◆ **Your objective**
Reproduce the lines below word for word, leaving out any pictures.

________________________

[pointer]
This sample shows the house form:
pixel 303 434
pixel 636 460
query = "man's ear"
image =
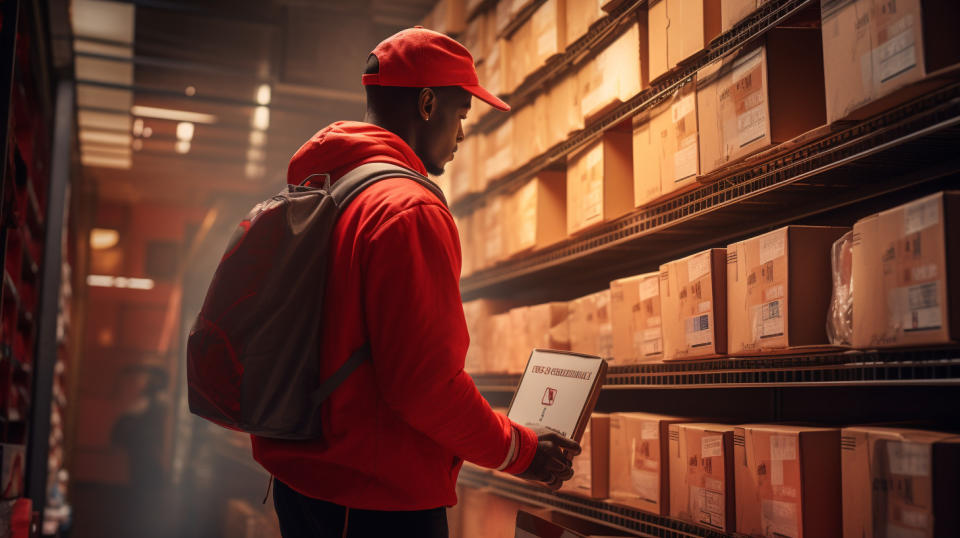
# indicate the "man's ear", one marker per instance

________________________

◆ **In response**
[pointer]
This sample shows the house form:
pixel 303 434
pixel 636 460
query = "man's ear"
image =
# indicate the "man's ear", one marker per instance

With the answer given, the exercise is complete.